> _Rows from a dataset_
....

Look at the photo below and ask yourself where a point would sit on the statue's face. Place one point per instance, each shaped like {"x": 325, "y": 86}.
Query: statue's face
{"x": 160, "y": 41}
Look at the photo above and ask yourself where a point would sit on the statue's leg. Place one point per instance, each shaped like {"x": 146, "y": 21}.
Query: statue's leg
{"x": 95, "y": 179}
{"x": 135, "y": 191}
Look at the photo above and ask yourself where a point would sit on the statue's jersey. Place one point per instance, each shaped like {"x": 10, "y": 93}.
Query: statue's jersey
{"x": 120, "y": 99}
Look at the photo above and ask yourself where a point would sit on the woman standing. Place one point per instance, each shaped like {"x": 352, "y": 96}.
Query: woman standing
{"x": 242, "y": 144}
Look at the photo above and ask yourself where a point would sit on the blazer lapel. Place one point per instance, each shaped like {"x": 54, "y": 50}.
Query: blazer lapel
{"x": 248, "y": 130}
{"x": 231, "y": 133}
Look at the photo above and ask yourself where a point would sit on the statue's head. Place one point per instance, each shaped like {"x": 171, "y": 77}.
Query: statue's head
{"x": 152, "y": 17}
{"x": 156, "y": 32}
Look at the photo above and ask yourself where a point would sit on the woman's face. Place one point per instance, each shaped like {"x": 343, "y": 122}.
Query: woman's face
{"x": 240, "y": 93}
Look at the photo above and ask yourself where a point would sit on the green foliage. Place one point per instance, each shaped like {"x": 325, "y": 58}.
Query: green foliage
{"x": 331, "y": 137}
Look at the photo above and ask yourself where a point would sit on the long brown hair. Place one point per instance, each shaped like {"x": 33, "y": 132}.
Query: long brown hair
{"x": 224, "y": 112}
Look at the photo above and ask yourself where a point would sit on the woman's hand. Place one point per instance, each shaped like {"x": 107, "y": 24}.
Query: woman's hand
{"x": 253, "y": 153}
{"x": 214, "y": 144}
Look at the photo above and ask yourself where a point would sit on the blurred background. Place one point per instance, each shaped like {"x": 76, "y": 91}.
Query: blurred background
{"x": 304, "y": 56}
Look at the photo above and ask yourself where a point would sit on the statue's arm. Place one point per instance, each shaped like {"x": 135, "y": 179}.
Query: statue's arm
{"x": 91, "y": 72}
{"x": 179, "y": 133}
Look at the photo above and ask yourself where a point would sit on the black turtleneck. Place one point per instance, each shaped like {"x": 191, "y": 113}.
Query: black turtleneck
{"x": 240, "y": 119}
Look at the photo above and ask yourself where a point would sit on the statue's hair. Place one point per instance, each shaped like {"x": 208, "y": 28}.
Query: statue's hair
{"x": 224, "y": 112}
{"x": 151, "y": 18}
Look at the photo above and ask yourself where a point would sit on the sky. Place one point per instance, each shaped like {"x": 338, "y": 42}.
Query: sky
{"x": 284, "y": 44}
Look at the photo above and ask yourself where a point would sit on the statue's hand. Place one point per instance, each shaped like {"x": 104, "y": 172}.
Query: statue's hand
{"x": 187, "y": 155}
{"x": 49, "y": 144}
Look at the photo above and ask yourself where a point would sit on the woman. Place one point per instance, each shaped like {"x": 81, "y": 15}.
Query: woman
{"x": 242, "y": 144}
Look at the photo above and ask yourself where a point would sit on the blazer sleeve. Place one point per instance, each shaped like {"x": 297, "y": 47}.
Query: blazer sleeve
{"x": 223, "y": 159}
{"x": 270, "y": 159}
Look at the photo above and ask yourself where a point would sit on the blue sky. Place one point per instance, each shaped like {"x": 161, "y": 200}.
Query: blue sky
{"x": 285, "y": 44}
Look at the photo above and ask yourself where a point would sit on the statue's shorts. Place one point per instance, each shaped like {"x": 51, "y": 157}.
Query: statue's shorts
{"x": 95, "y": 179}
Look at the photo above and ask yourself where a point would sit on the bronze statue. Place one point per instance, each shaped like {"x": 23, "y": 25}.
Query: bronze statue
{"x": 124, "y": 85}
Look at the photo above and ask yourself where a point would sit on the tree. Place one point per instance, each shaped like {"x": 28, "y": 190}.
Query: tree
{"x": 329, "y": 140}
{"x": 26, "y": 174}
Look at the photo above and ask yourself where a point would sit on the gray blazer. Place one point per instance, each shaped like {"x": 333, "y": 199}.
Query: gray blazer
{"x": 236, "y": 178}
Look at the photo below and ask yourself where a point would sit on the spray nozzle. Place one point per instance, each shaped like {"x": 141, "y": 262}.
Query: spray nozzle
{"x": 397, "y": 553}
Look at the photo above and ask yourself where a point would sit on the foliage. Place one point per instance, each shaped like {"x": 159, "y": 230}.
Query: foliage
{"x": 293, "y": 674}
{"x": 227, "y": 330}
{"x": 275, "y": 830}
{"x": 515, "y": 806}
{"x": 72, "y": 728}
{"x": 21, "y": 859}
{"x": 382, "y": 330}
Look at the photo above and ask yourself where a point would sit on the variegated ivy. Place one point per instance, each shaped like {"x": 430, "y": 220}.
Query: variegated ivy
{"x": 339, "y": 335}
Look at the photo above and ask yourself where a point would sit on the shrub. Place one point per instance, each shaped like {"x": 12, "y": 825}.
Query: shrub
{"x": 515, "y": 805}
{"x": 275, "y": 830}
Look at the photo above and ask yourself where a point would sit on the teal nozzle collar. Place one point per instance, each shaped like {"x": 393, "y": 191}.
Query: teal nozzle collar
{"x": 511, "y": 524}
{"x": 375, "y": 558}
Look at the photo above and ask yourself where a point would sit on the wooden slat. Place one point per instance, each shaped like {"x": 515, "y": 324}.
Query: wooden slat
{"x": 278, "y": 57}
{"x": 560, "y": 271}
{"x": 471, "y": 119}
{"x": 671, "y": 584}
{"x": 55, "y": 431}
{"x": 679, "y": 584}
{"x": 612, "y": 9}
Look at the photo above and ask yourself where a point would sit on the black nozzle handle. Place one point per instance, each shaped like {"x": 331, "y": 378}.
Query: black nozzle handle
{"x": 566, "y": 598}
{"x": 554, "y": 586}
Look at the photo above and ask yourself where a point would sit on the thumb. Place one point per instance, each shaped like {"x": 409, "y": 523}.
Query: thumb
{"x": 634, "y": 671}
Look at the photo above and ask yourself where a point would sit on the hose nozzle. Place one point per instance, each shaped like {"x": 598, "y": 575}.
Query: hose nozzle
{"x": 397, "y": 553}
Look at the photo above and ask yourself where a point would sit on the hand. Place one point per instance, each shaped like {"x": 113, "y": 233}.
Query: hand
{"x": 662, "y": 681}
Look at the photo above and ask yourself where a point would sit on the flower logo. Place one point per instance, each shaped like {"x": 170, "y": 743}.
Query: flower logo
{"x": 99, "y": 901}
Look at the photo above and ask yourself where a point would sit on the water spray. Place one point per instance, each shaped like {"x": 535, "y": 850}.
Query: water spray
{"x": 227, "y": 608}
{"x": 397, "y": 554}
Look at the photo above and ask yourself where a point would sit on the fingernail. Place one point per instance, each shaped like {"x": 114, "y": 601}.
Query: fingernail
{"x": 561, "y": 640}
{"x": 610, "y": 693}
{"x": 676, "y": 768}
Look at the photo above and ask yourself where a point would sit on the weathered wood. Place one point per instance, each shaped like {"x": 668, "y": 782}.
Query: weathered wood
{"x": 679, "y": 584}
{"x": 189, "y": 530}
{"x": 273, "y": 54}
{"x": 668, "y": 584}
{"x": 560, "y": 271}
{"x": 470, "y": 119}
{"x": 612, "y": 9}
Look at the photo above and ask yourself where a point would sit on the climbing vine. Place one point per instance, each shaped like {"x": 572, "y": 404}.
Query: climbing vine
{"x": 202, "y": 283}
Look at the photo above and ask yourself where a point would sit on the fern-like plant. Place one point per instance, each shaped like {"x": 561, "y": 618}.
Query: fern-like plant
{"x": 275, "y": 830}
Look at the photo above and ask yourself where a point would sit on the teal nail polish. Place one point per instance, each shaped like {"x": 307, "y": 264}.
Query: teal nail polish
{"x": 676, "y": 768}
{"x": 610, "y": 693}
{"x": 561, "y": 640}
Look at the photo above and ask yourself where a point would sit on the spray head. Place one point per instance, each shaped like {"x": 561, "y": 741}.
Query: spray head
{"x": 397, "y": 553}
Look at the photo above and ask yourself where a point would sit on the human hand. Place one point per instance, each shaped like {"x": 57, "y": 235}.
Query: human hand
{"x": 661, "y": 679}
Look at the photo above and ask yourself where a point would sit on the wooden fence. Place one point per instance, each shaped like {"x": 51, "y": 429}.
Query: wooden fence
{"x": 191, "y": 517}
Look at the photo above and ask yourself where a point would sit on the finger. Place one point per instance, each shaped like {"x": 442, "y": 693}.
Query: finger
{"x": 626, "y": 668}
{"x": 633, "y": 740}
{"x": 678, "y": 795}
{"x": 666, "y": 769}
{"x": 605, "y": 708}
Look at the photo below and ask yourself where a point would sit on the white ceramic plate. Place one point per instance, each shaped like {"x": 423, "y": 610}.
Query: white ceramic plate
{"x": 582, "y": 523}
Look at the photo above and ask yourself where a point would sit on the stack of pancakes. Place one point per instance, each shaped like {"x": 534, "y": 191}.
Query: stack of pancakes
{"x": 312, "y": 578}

....

> _What you should do_
Reproduce word for word the part of the entries that begins with the line containing "the spray head." and runs to the end of the entries, including both ends.

> _Solution for this exercise_
Look at the photo above and ask yourself where a point would sit on the spray head. Place one point per instance, each shaped like {"x": 561, "y": 741}.
Query: spray head
{"x": 397, "y": 553}
Look at the photo above and ask yourself where a point would sit on the human hand. Place one point per instance, each shaped like {"x": 57, "y": 235}.
Query: human hand
{"x": 661, "y": 679}
Look at the photo above and ask yourself where a point would sit on the wooden fence. Place one point per instance, each shaped like {"x": 51, "y": 429}.
Query: wooden fence
{"x": 191, "y": 517}
Look at the photo above and ask yourself where a point would sit on the finger. Place one point per instance, each shaped like {"x": 442, "y": 693}.
Query: finger
{"x": 626, "y": 668}
{"x": 633, "y": 740}
{"x": 678, "y": 795}
{"x": 666, "y": 769}
{"x": 605, "y": 708}
Look at the photo below and ask yourself where a point would sit on the white ceramic plate. Place one point per instance, each shaped like {"x": 423, "y": 610}.
Query: white ceramic plate
{"x": 582, "y": 523}
Look at the photo above and ask yourself where a point would sit on the stack of pancakes. Place one point per instance, each shaped like {"x": 534, "y": 191}.
Query: stack of pancakes
{"x": 312, "y": 578}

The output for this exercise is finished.